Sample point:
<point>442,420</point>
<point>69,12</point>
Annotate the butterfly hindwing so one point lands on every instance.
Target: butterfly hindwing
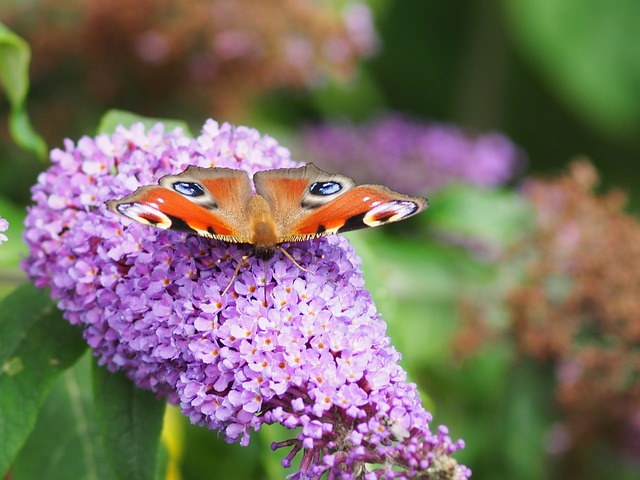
<point>207,202</point>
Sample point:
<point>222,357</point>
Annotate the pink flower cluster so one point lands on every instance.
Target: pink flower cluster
<point>315,357</point>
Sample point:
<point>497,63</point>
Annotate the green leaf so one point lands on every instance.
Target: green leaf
<point>37,344</point>
<point>588,51</point>
<point>496,218</point>
<point>14,249</point>
<point>131,421</point>
<point>113,118</point>
<point>15,55</point>
<point>66,442</point>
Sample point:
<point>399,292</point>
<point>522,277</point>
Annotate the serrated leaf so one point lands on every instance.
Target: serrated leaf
<point>113,118</point>
<point>37,345</point>
<point>130,420</point>
<point>15,55</point>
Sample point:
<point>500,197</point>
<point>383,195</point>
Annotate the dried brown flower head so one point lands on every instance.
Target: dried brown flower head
<point>580,308</point>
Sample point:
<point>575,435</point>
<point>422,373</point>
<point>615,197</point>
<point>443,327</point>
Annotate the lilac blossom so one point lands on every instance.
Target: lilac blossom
<point>410,156</point>
<point>3,228</point>
<point>314,357</point>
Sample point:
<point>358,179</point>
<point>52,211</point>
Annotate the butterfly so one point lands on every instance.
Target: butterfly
<point>289,205</point>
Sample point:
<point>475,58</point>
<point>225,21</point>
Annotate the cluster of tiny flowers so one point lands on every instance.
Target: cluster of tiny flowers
<point>313,356</point>
<point>410,156</point>
<point>3,228</point>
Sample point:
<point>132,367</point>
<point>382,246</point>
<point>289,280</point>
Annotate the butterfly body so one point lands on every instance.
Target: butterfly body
<point>289,205</point>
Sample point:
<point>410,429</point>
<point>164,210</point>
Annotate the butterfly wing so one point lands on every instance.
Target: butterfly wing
<point>308,203</point>
<point>210,202</point>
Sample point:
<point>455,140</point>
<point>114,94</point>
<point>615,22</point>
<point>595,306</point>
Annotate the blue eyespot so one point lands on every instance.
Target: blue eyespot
<point>325,188</point>
<point>189,189</point>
##########
- Instruction:
Turn the records, from their first line through the line with "<point>315,357</point>", into a JSON list of strings with one string per line and no blank lines. Leave out any pictures.

- Final result:
[
  "Sample point:",
  "<point>442,420</point>",
  "<point>69,12</point>",
  "Annotate the butterfly hindwing so one point lands on every instance.",
  "Target: butterfly hindwing",
  "<point>207,202</point>",
  "Sample point:",
  "<point>222,357</point>",
  "Annotate the pink flower cluster so one point lands on every instance.",
  "Target: pink flower cluster",
  "<point>315,357</point>"
]